*Given request*. Exactly reproduce each line of the listing that follows.

Excerpts of pointing data:
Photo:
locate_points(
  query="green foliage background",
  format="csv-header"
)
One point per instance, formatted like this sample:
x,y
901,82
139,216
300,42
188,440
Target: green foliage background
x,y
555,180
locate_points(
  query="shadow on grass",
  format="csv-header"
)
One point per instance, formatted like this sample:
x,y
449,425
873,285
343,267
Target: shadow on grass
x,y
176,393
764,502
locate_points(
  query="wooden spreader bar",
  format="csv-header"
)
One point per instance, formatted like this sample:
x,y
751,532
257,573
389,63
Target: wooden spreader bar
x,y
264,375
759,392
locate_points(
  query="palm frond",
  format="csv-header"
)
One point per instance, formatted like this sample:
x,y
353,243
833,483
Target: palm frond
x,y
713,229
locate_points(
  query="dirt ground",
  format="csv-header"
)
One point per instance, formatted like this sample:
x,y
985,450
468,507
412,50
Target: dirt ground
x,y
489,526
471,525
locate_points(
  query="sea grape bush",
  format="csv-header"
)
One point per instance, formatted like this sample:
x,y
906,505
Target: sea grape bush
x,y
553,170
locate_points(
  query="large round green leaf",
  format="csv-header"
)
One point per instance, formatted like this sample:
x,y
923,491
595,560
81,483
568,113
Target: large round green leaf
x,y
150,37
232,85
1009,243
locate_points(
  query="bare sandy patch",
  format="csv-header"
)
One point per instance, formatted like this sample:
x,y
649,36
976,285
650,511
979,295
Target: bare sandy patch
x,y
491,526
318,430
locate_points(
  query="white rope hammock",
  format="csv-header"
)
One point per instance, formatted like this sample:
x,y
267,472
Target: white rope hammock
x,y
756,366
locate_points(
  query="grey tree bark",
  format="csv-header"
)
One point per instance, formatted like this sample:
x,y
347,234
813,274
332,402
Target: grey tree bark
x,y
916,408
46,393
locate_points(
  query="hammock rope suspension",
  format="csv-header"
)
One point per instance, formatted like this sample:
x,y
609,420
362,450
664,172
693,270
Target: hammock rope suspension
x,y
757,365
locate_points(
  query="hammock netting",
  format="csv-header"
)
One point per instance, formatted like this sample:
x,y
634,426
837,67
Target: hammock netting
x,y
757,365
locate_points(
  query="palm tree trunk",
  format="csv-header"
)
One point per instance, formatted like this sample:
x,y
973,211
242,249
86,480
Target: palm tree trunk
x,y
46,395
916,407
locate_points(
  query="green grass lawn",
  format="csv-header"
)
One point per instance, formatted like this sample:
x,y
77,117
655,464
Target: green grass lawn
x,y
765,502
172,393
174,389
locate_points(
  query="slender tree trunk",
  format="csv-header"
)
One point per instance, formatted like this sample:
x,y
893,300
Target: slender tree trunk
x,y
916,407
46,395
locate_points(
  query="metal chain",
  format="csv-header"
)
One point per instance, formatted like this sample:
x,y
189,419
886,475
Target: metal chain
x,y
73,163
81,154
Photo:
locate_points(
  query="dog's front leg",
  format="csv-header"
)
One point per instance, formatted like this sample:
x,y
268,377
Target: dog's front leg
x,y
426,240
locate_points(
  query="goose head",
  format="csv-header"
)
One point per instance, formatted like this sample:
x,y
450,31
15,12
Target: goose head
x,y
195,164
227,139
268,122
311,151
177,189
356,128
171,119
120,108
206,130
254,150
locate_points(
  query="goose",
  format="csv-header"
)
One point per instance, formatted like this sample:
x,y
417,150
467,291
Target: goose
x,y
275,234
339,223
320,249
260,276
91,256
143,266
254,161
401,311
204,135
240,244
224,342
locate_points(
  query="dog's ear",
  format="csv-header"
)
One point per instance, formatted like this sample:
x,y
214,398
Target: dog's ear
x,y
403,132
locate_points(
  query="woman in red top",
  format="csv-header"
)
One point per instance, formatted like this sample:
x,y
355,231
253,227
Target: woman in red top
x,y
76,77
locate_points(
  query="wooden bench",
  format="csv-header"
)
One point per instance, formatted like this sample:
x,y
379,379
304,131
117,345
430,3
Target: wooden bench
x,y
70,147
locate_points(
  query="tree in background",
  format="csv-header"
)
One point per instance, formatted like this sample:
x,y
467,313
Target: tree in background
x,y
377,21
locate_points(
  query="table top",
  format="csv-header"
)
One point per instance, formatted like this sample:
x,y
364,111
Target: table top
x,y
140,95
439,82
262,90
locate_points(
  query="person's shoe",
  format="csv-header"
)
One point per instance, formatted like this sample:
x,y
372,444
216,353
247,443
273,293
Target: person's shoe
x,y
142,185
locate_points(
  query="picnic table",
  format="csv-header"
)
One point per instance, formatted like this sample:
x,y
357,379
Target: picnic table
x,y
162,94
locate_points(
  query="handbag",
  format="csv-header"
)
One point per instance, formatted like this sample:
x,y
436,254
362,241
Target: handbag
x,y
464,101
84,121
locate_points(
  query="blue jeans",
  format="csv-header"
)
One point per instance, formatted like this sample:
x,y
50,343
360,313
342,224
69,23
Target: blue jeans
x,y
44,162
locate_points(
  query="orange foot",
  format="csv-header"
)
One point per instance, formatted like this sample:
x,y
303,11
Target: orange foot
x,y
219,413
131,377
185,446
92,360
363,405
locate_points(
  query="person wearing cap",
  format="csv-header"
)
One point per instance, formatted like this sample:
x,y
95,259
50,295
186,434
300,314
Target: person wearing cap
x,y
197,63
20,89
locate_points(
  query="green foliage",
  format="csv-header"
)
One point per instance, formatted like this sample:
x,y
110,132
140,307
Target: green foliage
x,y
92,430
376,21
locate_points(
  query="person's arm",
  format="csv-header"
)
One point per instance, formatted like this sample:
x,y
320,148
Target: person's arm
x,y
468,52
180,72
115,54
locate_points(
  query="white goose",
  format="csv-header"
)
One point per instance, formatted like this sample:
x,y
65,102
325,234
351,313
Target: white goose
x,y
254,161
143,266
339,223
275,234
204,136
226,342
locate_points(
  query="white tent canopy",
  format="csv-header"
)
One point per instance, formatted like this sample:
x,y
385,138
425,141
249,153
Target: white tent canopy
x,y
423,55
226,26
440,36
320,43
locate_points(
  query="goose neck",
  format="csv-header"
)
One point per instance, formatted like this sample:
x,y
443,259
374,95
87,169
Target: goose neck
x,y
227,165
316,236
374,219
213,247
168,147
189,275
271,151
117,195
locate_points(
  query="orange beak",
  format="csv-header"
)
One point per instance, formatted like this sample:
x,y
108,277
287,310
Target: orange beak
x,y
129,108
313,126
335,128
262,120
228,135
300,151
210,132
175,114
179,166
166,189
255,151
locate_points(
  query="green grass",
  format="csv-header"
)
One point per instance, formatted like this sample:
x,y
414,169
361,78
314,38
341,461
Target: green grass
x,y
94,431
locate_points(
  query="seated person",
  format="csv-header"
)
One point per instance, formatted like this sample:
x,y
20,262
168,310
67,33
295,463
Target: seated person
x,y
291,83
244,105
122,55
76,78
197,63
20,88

*Written reply*.
Photo:
locate_points(
  query="green foliage background",
  format="csv-header"
)
One point per instance, formatted like this sample:
x,y
901,82
139,216
300,42
188,440
Target: green foliage background
x,y
555,180
locate_points(
  query="shadow on grass",
  format="csv-header"
)
One point per instance, formatted like this sample:
x,y
449,425
873,285
343,267
Target: shadow on grass
x,y
176,393
764,502
locate_points(
  query="wooden spreader bar",
  format="csv-header"
)
One point per instance, formatted like this sample:
x,y
751,532
257,573
389,63
Target: wooden spreader bar
x,y
264,375
759,392
locate_points(
  query="palm frond",
  format="csv-header"
)
One point per instance, formatted like this sample:
x,y
353,243
833,483
Target: palm frond
x,y
713,229
locate_points(
  query="dirt ground",
  format="csv-header"
)
One point per instance, formatted like this sample:
x,y
985,450
468,507
412,50
Target: dirt ground
x,y
489,526
471,525
locate_points(
  query="sea grape bush",
  format="csv-header"
)
One point per instance, formatted like this sample:
x,y
906,505
Target: sea grape bush
x,y
553,170
locate_points(
  query="large round green leaf",
  format="csv-header"
)
One point per instance, formatted like this sample:
x,y
923,491
595,560
81,483
568,113
Target: large round green leaf
x,y
150,37
232,85
1009,243
locate_points(
  query="bare sandy patch",
  format="csv-header"
)
One point per instance, formatted like this sample:
x,y
649,36
976,285
650,511
979,295
Target: bare sandy patch
x,y
491,526
318,430
locate_points(
  query="white rope hammock",
  format="csv-header"
)
One point per instance, formatted like this sample:
x,y
267,472
Target: white rope hammock
x,y
756,366
locate_points(
  query="grey tree bark",
  format="csv-header"
)
One point per instance, formatted like this sample:
x,y
347,234
813,274
332,402
Target: grey tree bark
x,y
916,408
46,393
locate_points(
  query="hammock rope suspension",
  format="csv-header"
)
One point per instance, formatted like this sample:
x,y
609,420
362,450
664,172
693,270
Target: hammock rope suspension
x,y
757,365
locate_points(
  query="hammock netting",
  format="csv-header"
)
One point per instance, formatted like this sample:
x,y
634,426
837,67
Target: hammock netting
x,y
757,365
locate_points(
  query="palm tree trunk",
  format="csv-header"
)
One point per instance, formatted like this sample:
x,y
973,211
242,249
86,480
Target: palm tree trunk
x,y
46,395
916,407
locate_points(
  query="green grass lawn",
  format="csv-header"
)
One point per instance, formatted like this sample:
x,y
77,117
655,464
Target: green grass lawn
x,y
765,502
172,393
174,389
locate_points(
  query="slender tree trunk",
  format="csv-header"
)
One point per instance, formatted like this sample:
x,y
893,300
Target: slender tree trunk
x,y
916,407
46,395
locate_points(
  query="metal chain",
  format="csv-header"
)
One point per instance, formatted like this sample:
x,y
189,419
886,475
Target: metal chain
x,y
73,163
81,154
Photo:
locate_points(
  query="dog's front leg",
  format="csv-header"
)
One point per instance, formatted like this sample:
x,y
268,377
Target: dog's front leg
x,y
426,240
locate_points(
  query="goose head",
  format="csv-header"
)
One point per instance, formatted like this sample:
x,y
450,31
15,12
Target: goose head
x,y
195,164
227,139
268,122
311,151
177,189
356,128
171,119
120,108
206,130
254,150
locate_points(
  query="goose",
  format="csv-header"
)
One point per instance, formatted like this sample:
x,y
417,150
467,291
Target: goose
x,y
275,234
339,223
320,249
260,276
91,256
143,266
254,161
401,311
204,135
240,244
224,342
locate_points(
  query="dog's ear",
  format="csv-header"
)
One point per instance, formatted like this sample:
x,y
214,398
Target: dog's ear
x,y
403,132
locate_points(
  query="woman in red top",
  format="csv-header"
)
One point per instance, formatted like this sample:
x,y
355,231
253,227
Target: woman in red top
x,y
76,77
locate_points(
  query="wooden bench",
  format="csv-header"
)
One point per instance, formatted like this sample:
x,y
379,379
304,131
117,345
430,3
Target: wooden bench
x,y
70,147
locate_points(
  query="tree in background",
  format="csv-header"
)
One point per instance, formatted like this sample:
x,y
467,313
Target: tree in background
x,y
377,21
locate_points(
  query="table top",
  format="csv-header"
)
One point per instance, formatted like this sample:
x,y
364,111
Target: table top
x,y
140,95
439,82
262,90
locate_points(
  query="person's shoe",
  format="csv-header"
)
One point per instance, formatted like this sample:
x,y
372,444
216,353
247,443
273,293
Target: person's shoe
x,y
142,185
locate_points(
  query="picnic table",
  format="csv-header"
)
One point per instance, formatted like this sample:
x,y
357,379
Target: picnic table
x,y
162,94
locate_points(
  query="handbag",
  format="csv-header"
)
One point per instance, formatted like this sample:
x,y
436,254
362,241
Target: handbag
x,y
464,101
84,121
locate_points(
  query="blue jeans",
  format="csv-header"
)
One point per instance, formatted like this sample:
x,y
50,343
360,313
342,224
69,23
Target: blue jeans
x,y
44,162
locate_points(
  query="orange foot",
  format="csv-header"
)
One point per instance, formatted like this sample:
x,y
303,11
Target: orange foot
x,y
219,413
131,377
185,446
92,360
363,405
locate_points(
  query="person wearing cap",
  format="csv-header"
)
One point per instance, formatted like this sample:
x,y
95,259
50,295
186,434
300,314
Target: person wearing cap
x,y
197,63
20,89
locate_points(
  query="green foliage",
  format="csv-header"
)
One point per instance, formatted like this sample:
x,y
110,132
140,307
Target: green foliage
x,y
92,430
376,21
locate_points(
  query="person's arm",
  format="csv-header"
)
One point per instance, formatted like this sample:
x,y
320,148
Target: person's arm
x,y
468,52
180,72
115,54
locate_points(
  query="white goose",
  format="csv-header"
)
One point per instance, formatted like this sample:
x,y
65,102
325,234
351,313
Target: white goose
x,y
254,161
143,266
339,223
275,234
204,136
226,342
locate_points(
  query="white tent canopy",
  format="csv-header"
)
One point per instance, formatted like this sample:
x,y
385,138
425,141
249,153
Target: white tent canopy
x,y
423,55
226,26
440,36
320,43
locate_points(
  query="goose neck",
  format="csv-header"
)
One point per instance, formatted like this sample:
x,y
443,259
374,95
87,169
Target: goose neck
x,y
227,165
316,236
374,219
213,247
168,147
189,275
271,151
117,195
locate_points(
  query="orange beak",
  format="csv-header"
)
One point per instance, formatted like this sample:
x,y
108,277
287,310
Target: orange beak
x,y
129,108
313,126
335,128
262,120
228,135
300,151
210,132
175,114
179,166
166,189
255,151
locate_points(
  query="green grass",
  format="csv-header"
)
One point per instance, formatted like this sample:
x,y
414,169
361,78
314,38
341,461
Target: green grass
x,y
94,431
locate_points(
  query="seated person",
  format="csv-header"
)
One point per instance, formatted like this sample:
x,y
20,262
168,310
67,33
295,463
Target: seated person
x,y
291,83
244,105
122,55
76,78
197,63
20,88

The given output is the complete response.